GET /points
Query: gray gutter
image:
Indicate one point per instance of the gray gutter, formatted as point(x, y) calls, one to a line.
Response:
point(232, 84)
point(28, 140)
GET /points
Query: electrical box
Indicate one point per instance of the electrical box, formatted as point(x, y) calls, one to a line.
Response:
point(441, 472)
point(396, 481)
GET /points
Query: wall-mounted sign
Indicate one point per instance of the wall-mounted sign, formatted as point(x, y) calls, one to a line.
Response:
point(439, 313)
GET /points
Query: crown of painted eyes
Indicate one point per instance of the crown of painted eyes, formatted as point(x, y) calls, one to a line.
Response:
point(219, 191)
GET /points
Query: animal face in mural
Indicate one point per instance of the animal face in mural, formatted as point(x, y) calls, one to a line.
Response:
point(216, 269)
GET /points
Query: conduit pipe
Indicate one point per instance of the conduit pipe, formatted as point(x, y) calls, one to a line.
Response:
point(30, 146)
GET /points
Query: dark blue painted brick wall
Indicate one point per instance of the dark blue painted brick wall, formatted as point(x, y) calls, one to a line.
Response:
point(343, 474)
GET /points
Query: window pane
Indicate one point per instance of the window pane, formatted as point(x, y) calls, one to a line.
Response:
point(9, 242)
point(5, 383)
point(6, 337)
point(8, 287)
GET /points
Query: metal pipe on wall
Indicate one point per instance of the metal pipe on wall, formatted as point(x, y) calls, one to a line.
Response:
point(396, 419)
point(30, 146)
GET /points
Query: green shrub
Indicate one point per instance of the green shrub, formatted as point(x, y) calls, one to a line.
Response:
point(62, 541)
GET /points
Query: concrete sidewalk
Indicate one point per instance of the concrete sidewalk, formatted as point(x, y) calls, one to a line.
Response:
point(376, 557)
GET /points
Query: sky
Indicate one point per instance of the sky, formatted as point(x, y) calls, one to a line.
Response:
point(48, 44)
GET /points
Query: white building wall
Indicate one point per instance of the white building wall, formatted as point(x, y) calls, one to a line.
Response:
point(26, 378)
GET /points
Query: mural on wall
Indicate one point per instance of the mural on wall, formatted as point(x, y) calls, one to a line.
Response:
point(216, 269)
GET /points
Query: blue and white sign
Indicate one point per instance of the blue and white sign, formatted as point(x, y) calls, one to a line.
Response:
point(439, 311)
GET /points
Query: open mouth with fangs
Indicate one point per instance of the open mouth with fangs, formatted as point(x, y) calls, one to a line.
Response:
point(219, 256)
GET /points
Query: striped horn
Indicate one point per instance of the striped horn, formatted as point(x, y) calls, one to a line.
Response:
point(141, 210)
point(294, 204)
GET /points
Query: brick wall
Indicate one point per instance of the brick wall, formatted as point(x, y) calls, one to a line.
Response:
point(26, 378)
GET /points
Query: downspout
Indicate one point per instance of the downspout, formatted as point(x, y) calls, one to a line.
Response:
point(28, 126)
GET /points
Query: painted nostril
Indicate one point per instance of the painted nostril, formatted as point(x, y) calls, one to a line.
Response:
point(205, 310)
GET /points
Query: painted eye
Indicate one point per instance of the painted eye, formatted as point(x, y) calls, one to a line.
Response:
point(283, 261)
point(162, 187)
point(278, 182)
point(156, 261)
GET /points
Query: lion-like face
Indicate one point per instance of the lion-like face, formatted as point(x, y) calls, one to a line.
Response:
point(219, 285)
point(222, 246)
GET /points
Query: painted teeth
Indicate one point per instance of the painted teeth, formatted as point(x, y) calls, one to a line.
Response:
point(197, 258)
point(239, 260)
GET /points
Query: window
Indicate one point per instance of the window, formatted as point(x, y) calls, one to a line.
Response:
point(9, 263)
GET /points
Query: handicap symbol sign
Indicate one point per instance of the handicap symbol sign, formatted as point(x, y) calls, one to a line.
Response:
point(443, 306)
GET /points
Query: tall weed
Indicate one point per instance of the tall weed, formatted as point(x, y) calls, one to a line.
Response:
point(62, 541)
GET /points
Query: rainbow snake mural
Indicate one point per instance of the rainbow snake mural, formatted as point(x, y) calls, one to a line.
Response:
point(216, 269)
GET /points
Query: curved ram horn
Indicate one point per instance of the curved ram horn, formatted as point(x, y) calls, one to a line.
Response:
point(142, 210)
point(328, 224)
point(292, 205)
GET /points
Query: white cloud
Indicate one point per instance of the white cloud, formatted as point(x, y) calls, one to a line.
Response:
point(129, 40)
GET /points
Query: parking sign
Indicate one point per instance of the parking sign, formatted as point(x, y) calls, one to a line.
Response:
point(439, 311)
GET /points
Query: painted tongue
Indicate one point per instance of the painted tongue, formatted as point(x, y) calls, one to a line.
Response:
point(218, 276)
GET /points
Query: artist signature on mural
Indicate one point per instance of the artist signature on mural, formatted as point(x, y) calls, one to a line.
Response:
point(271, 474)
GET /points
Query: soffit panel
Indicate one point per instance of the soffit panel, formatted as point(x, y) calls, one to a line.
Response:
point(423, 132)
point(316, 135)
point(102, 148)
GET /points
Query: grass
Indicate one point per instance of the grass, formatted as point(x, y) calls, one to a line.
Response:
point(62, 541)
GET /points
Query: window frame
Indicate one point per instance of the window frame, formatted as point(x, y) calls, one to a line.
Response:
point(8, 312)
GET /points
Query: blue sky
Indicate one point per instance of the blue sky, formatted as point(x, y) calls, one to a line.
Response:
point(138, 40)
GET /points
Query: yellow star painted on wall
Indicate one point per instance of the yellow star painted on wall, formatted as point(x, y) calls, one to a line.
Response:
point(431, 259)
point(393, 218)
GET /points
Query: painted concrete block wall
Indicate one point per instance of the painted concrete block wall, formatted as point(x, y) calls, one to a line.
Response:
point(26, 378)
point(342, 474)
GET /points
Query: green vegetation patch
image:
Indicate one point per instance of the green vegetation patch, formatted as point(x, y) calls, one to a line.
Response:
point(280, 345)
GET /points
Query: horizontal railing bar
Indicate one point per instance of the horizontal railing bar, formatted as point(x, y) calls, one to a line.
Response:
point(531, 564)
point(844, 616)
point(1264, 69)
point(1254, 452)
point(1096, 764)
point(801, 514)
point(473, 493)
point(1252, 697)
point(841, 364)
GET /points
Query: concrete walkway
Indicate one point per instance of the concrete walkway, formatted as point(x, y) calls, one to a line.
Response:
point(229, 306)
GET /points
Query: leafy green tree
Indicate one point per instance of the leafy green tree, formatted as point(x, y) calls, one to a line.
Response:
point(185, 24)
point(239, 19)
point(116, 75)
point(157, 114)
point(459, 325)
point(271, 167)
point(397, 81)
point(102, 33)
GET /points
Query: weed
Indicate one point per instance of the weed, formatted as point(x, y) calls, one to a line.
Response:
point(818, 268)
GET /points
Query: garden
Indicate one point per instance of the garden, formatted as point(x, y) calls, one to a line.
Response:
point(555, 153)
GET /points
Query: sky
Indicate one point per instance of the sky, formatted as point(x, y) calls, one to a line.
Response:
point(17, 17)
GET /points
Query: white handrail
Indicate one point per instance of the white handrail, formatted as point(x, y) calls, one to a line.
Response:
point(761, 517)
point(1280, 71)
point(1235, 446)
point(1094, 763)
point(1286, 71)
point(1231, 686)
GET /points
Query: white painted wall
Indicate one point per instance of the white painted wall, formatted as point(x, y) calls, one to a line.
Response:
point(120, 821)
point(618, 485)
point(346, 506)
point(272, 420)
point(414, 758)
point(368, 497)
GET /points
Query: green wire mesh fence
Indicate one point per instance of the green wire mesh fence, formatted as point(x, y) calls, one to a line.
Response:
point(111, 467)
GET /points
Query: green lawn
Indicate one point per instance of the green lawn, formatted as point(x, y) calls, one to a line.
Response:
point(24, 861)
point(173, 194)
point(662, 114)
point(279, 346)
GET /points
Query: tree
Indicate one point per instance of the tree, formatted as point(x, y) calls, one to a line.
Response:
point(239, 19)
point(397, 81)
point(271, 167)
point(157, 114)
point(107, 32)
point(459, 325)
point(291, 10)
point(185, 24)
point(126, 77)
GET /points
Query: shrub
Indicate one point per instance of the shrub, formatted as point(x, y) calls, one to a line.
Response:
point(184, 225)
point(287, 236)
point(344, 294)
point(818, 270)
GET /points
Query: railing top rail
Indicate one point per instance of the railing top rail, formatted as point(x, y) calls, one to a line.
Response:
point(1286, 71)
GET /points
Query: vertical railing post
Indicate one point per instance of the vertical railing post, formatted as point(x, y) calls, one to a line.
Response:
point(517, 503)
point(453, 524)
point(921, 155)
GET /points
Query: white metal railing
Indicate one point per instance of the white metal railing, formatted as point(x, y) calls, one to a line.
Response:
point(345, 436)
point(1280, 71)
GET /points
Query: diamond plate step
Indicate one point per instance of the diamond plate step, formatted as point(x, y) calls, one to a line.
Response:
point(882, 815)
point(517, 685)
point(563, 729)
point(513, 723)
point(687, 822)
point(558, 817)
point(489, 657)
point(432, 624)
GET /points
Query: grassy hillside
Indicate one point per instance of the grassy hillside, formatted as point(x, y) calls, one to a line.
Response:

========

= Aim =
Copy the records verbatim, from their first line through the line containing "point(439, 313)".

= Task output =
GET /points
Query: gray gutter
image:
Indicate one point per instance of the gray gutter, formatted as point(x, y) calls, one to a line.
Response:
point(232, 84)
point(28, 140)
GET /points
Query: electrical box
Indicate one point per instance of the electrical box, formatted as point(x, y) calls, one to a line.
Response:
point(441, 472)
point(396, 481)
GET /points
Query: wall-mounted sign
Indicate one point per instance of the wall-mounted sign, formatted as point(x, y) calls, one to a line.
Response:
point(439, 313)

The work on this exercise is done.